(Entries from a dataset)

================================

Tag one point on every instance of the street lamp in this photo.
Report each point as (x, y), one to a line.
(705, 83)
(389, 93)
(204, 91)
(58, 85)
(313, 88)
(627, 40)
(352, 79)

================================

[WHAT THE EXERCISE ASKS]
Copy every row above word for word, with nothing left out or changed.

[SOLUTION]
Tag one point on every instance of the street lamp in this photo.
Report each point as (x, y), one to a line.
(705, 83)
(389, 93)
(204, 91)
(58, 85)
(313, 88)
(627, 40)
(352, 79)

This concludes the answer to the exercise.